**Source text**.
-=-=-=-=-
Re: [R] F-Tests in generalized linear mixed models (GLMM)

From: Björn Stollenwerk <bjoern.stollenwerk_at_helmholtz-muenchen.de>
Date: Thu, 20 Nov 2008 08:55:42 +0100

It was fitted with the function gamm (generalized additive mixed model) of the package mgcv:

glm1.gamma <- gamm(y ~ x1 + x2, random=list(random1 = ~1), family=Gamma(link="log"))

However, it's just a generalized linear mixed model (GLMM), because "smooth" terms are missing.

Douglas Bates schrieb:

> On Wed, Nov 19, 2008 at 9:16 AM, Björn Stollenwerk
> <bjoern.stollenwerk_at_helmholtz-muenchen.de> wrote:
>   

>> Thanks! I am talking about any kind of model comparison technique.
>>
>> However, some p-values based on F-Tests are supplied, based on the GLMM with
>> Gamma distribution and log-link function (see output below). I think this
>> can be done, because the parameter estimates are approximately normal
>> distributed. However, the effort to perform some tests based on more than
>> one variable failed.
>>
>>
>>> anova(glm1.gamma$lme)
>>>
>> numDF denDF F-value p-value
>> X 3 295 2418.298 <.0001
>>
>
> How was glm1.gamma$lme generated and what is its class?  If it was fit
> with lme it is not a generalized linear mixed model because lme
> doesn't fit such models.
>
>   

>>> anova(glm1.gamma$gam)
>>>
>> Family: Gamma
>> Link function: log
>>
>> Formula:
>> y ~ x1 + x2
>>
>> Parametric Terms:
>> df F p-value
>> x1 1 89.01 < 2e-16
>> x2 1 10.62 0.00125
>>
>>
>>
>>
>>>> Hi!
>>>>
>>>>
>>>
>>>> I would like to perform an F-Test over more than one variable within a
>>>> generalized mixed model with Gamma-distribution
>>>> and log-link function.
>>>>
>>>>
>>> Are you using the phrase "F-Test" as a general term for model
>>> comparison techniques like the analysis of variance or as a specific
>>> type of test based on ratios of mean squares and the F distribution?
>>> If the latter then you may need to reconsider your question. The F
>>> statistic is derived from a normal (i.e. Gaussian) distribution of the
>>> response vector. In certain balanced cases it can also be applied to
>>> linear mixed models. As far as I know there is not a derivation of
>>> the F statistic from a Gamma distribution, either with or without
>>> random effects.
>>>
>>>
>>>
>>>> For this purpose, I use the package mgcv.
-=-=-=-=-
(Point-annotated data)
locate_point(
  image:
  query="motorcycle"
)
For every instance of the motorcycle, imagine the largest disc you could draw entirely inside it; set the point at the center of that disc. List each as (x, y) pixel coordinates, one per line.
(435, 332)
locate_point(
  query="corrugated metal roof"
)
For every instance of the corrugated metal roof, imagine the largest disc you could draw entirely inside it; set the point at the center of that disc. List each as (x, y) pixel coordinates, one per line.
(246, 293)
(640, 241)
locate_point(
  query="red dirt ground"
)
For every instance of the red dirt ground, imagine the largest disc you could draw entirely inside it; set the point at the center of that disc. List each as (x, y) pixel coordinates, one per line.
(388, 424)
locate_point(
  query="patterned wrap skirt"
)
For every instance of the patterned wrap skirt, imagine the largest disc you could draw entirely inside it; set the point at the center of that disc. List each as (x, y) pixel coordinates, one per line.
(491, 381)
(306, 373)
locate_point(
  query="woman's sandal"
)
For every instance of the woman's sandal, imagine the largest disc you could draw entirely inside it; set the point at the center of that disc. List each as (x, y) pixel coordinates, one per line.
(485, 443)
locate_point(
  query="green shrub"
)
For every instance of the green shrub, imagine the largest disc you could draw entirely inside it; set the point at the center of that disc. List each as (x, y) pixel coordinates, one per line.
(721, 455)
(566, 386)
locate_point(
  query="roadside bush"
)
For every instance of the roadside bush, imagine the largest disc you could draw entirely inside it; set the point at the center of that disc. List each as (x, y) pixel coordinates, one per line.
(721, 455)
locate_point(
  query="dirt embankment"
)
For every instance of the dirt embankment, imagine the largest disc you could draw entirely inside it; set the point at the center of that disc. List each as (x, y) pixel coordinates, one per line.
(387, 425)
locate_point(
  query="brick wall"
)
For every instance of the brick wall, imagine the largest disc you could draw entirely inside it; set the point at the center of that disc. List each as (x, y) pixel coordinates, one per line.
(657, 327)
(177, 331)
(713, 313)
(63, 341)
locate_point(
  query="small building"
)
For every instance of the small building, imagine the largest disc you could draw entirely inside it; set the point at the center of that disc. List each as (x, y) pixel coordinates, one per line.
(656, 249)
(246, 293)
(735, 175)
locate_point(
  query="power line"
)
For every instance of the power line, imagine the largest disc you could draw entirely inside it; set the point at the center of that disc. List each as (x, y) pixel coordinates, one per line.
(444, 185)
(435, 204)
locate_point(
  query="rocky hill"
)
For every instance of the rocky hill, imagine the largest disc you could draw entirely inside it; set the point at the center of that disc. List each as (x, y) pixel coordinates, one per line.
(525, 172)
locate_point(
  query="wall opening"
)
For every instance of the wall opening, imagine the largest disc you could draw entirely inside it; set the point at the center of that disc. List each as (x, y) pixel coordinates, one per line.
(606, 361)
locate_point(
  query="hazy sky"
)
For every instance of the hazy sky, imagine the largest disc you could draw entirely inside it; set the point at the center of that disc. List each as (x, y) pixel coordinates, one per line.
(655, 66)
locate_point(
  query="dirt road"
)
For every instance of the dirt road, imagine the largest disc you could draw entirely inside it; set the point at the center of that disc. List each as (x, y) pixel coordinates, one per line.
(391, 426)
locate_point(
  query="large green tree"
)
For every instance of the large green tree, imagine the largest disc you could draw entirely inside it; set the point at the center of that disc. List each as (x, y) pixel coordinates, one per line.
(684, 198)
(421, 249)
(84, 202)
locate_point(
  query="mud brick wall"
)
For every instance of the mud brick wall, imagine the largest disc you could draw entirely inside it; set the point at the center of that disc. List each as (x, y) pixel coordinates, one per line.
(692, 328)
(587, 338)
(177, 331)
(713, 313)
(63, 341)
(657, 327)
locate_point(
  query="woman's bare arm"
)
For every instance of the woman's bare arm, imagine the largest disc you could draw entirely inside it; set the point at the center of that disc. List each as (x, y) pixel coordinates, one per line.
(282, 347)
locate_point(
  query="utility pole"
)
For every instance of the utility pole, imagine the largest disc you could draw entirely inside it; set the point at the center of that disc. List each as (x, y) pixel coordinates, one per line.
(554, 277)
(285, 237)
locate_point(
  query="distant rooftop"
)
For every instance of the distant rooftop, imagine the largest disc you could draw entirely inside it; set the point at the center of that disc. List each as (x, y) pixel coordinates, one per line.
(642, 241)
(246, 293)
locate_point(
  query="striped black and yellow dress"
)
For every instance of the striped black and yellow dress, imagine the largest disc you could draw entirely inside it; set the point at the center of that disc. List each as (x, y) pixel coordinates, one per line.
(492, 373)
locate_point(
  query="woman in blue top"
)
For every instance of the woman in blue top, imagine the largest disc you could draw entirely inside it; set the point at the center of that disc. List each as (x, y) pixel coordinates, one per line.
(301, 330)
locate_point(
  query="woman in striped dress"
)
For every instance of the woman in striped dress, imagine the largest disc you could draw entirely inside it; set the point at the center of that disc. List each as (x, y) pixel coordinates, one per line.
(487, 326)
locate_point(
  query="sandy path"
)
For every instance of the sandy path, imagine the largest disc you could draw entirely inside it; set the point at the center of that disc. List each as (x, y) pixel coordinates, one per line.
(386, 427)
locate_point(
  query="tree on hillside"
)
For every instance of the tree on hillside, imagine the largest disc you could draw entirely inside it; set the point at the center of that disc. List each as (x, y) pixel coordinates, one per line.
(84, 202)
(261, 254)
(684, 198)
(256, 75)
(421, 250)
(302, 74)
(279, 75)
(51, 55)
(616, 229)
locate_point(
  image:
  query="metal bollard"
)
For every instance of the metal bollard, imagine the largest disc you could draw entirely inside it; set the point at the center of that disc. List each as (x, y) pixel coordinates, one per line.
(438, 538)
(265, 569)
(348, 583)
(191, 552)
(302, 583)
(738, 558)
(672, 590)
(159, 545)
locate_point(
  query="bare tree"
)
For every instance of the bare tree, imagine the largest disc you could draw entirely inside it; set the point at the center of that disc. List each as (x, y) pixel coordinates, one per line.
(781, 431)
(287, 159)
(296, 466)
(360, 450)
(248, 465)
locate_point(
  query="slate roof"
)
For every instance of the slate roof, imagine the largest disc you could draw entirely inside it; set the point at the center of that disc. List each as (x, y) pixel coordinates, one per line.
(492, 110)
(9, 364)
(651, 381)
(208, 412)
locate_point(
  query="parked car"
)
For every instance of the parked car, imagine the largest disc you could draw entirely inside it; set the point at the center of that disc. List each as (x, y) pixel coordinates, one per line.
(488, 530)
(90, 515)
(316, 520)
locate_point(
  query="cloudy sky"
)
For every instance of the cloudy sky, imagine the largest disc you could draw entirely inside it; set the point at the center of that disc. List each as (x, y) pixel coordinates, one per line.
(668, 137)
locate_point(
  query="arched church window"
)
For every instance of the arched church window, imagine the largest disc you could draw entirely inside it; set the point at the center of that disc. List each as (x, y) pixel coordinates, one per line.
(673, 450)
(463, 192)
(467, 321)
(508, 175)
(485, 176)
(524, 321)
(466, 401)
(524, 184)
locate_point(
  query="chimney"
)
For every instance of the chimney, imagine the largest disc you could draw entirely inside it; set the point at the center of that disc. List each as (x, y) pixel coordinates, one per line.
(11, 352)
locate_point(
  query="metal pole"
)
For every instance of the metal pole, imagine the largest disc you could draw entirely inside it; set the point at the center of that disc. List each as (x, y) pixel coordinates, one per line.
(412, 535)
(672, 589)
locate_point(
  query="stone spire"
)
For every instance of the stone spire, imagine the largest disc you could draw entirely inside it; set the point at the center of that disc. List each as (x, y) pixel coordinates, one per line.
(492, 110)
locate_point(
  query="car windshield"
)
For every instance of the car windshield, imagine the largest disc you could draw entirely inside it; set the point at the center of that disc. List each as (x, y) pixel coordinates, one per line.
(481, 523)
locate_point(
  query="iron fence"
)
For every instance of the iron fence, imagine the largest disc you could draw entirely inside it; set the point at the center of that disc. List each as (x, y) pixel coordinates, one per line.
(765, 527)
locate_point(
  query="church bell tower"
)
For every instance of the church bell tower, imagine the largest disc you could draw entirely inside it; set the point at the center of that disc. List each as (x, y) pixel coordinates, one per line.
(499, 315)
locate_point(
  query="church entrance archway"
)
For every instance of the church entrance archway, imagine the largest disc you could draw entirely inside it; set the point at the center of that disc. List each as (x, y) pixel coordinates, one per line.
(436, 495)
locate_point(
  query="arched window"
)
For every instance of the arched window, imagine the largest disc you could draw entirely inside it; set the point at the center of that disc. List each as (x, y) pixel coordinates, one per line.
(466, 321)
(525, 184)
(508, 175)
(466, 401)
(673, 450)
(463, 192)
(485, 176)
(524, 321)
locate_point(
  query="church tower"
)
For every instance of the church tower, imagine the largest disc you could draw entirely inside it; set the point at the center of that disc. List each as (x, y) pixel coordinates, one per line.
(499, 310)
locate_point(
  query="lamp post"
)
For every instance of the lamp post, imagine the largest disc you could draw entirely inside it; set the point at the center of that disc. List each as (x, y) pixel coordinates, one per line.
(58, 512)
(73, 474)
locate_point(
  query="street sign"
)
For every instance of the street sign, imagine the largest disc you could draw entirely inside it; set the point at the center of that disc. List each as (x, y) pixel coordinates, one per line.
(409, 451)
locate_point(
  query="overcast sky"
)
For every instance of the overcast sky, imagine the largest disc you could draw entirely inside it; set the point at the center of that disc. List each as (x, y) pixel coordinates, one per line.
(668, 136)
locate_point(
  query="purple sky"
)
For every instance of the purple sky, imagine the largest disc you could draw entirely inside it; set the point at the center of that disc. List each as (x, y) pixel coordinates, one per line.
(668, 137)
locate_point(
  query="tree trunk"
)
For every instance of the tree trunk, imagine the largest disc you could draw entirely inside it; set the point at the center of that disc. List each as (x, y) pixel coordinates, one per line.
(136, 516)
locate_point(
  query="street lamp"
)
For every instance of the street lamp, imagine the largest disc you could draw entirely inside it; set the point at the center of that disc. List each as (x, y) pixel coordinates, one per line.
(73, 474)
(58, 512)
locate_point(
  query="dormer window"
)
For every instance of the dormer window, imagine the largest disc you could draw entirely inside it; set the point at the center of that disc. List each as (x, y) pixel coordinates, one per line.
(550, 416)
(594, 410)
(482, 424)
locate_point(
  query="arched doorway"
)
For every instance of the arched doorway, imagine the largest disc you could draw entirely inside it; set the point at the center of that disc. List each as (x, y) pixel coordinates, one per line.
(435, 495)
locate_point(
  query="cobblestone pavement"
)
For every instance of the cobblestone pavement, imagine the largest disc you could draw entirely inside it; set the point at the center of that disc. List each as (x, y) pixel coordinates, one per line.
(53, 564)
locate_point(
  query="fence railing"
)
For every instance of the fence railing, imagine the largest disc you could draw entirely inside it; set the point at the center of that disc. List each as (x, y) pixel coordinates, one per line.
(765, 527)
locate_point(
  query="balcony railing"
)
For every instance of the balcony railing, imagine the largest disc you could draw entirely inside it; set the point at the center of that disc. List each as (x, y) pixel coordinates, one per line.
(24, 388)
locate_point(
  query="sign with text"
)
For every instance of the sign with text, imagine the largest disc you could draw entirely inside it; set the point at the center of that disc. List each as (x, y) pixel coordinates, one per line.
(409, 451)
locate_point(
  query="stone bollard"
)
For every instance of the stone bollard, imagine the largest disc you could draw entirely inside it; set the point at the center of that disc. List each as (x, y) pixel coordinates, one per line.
-=-=-=-=-
**Directives**.
(a) In the mailing list thread, which function and package were used to fit the model?
(b) Write out the stretch of the mailing list thread from "From: Björn Stollenwerk" through "terms are missing.".

**Task answers**.
(a) The function gamm from the package mgcv.

(b)
From: Björn Stollenwerk <bjoern.stollenwerk_at_helmholtz-muenchen.de>
Date: Thu, 20 Nov 2008 08:55:42 +0100

It was fitted with the function gamm (generalized additive mixed model) of the package mgcv:

glm1.gamma <- gamm(y ~ x1 + x2, random=list(random1 = ~1), family=Gamma(link="log"))

However, it's just a generalized linear mixed model (GLMM), because "smooth" terms are missing.